INSTRUCTION:
Can you print the jet stream post from "Anyone who lives" to "are my own).", word for word?

DOCUMENT TEXT:
○ ○ ○

Anyone who lives in the north-central United States, or most areas of Canada, can agree with me here: Spring and summer have been incredibly cold this year.
Yesterday, I asked a climatology prof that I know, “Is there a reason for this? Or is it just a fluke?”
There was a reason, as he explained. And it’s incredibly cool (to me at least) and in no way proves that global warming is all wrong.
Let’s help the story along with a map, courtesy of World Atlas (doodles and arrows are my own).
The jet stream (the black curvy line on the map) is the boundary between the cold polar winds and the warmer temperate winds. In the Northern Hemisphere, when the jet stream is south of you, your area will be cold. When it is north of you, it’ll be nice and warm.
The northwestern Pacific has been warm this spring and summer. This warmth is pushing the jet stream further north. BC is experiencing the effects of this change – it’s had unseasonably hot, dry conditions, which are aggravating their already-worrisome forest fire problem.
When the jet stream peaks northward, the prof explained, it has to follow that with a trough. The peak on the West coast was very strong, so the trough further eastward, in the continental US and Canada, has also been very strong. Areas as far south as Chicago have had many days where the jet stream is south of them, so they’re submerged in polar air.

○ ○ ○

[Saved data entries]
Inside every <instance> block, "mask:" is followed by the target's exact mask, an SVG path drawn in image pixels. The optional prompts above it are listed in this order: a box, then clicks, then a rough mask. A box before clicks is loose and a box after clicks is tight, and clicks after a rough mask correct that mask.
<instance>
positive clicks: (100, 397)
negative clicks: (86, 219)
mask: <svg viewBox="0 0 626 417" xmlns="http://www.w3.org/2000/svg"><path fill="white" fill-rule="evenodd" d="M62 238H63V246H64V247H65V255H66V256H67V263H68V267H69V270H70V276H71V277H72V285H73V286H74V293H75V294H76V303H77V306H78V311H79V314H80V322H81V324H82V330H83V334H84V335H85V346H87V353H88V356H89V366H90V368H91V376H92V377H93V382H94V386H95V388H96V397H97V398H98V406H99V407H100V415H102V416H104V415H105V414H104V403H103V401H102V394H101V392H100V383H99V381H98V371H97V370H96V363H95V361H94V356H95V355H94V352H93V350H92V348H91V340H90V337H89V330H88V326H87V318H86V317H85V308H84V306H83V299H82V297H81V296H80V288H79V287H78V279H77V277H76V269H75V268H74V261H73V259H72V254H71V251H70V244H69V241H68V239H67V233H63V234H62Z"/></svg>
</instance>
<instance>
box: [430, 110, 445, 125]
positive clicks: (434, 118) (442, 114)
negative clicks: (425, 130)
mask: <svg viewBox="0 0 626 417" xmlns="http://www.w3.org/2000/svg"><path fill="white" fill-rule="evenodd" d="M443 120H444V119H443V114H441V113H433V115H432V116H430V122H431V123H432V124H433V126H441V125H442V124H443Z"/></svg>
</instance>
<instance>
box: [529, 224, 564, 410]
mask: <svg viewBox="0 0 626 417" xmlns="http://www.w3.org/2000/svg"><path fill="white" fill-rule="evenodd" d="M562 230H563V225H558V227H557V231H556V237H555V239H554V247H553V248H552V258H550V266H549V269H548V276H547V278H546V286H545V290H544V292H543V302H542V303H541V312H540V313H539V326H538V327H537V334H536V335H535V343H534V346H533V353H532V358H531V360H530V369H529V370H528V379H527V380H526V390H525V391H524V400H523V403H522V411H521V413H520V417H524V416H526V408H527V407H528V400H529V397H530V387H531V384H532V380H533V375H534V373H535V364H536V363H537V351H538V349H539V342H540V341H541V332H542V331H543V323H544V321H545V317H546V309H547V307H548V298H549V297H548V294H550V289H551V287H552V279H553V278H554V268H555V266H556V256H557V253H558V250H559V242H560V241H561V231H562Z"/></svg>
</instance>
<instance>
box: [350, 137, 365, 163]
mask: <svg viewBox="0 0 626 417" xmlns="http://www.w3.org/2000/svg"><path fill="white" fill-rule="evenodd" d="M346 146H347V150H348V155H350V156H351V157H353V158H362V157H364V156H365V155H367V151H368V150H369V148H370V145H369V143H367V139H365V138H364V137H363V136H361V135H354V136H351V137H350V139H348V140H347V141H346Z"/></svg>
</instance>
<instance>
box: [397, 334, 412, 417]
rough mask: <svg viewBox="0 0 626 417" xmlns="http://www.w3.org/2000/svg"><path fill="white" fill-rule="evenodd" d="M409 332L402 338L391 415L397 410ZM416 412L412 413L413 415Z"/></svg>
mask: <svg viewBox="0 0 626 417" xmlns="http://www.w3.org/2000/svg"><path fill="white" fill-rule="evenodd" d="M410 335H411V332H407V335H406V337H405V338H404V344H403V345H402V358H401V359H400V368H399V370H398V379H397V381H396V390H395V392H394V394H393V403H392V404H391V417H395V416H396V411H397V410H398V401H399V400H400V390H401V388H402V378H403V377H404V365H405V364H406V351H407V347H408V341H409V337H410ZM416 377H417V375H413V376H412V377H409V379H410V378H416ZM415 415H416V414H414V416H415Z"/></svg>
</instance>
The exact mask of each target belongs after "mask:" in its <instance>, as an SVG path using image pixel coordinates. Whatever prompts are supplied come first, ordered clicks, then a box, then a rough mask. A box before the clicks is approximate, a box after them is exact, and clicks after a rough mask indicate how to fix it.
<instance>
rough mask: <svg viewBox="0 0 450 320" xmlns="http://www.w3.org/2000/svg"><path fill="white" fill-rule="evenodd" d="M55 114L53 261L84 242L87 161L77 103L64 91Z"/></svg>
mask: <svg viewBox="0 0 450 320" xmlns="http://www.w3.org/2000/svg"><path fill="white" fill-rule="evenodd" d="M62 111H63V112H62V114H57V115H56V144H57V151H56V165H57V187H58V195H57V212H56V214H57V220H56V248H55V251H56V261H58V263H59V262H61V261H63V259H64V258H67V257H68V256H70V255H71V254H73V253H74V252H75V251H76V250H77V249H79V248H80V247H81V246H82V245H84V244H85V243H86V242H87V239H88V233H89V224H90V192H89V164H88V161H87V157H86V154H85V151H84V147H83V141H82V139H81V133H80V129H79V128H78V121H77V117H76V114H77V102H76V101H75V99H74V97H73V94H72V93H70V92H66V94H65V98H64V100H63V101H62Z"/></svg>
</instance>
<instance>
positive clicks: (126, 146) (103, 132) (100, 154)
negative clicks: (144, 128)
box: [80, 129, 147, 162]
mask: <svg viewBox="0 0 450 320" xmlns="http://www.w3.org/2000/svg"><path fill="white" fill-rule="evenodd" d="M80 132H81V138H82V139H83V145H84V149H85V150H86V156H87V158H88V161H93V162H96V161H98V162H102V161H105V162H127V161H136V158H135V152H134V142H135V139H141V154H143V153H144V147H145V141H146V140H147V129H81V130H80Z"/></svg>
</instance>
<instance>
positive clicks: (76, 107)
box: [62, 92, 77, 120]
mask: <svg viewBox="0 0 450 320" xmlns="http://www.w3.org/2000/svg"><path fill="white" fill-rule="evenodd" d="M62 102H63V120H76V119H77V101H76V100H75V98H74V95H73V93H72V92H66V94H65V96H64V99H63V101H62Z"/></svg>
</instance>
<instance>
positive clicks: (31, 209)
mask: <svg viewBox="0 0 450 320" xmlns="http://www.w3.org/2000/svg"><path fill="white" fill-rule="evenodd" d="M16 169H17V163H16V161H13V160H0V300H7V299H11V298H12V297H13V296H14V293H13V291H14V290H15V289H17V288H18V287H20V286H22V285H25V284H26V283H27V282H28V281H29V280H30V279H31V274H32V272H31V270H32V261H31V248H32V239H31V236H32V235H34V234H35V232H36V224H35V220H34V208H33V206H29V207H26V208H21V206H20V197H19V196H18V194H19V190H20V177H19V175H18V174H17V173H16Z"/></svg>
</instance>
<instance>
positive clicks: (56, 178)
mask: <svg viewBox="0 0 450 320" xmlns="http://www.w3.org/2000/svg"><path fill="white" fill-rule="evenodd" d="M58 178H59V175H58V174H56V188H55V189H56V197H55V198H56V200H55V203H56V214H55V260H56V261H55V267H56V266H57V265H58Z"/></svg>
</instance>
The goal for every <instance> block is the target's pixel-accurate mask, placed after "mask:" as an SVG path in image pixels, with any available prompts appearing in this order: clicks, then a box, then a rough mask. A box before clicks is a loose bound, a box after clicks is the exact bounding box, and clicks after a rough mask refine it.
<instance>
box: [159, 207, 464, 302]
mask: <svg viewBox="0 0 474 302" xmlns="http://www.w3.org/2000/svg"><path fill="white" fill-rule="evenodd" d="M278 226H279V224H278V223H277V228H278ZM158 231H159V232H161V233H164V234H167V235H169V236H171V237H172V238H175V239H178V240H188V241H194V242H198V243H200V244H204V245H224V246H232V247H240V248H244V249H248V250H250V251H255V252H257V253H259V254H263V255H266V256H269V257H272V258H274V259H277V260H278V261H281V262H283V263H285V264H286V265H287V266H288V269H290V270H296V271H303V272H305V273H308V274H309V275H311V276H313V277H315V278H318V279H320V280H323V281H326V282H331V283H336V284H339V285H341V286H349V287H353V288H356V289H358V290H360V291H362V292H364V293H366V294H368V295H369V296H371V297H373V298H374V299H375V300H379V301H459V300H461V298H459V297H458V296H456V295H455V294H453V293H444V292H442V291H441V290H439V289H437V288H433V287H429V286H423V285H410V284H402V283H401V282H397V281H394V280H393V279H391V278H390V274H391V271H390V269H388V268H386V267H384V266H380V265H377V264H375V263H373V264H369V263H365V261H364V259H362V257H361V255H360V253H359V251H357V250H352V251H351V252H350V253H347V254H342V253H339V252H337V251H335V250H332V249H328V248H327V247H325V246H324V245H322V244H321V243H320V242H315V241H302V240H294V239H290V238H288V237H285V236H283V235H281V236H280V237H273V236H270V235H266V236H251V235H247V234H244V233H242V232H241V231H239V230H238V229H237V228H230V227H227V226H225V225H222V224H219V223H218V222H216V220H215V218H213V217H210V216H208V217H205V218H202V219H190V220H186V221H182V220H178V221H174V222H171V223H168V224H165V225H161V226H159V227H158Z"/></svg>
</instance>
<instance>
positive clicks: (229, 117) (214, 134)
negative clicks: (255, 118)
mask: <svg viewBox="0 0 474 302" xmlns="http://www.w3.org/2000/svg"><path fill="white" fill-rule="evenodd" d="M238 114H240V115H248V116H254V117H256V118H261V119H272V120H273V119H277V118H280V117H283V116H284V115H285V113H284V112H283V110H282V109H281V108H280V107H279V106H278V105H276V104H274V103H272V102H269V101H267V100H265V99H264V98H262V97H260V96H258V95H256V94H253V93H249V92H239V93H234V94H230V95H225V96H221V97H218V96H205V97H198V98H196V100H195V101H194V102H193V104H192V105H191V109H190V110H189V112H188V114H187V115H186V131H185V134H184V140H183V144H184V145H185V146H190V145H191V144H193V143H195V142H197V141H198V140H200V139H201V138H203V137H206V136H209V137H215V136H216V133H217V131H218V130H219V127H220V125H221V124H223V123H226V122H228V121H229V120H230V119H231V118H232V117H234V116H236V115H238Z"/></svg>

○ ○ ○

RESULT FOR THIS EXERCISE:
Anyone who lives in the north-central United States, or most areas of Canada, can agree with me here: Spring and summer have been incredibly cold this year.
Yesterday, I asked a climatology prof that I know, “Is there a reason for this? Or is it just a fluke?”
There was a reason, as he explained. And it’s incredibly cool (to me at least) and in no way proves that global warming is all wrong.
Let’s help the story along with a map, courtesy of World Atlas (doodles and arrows are my own).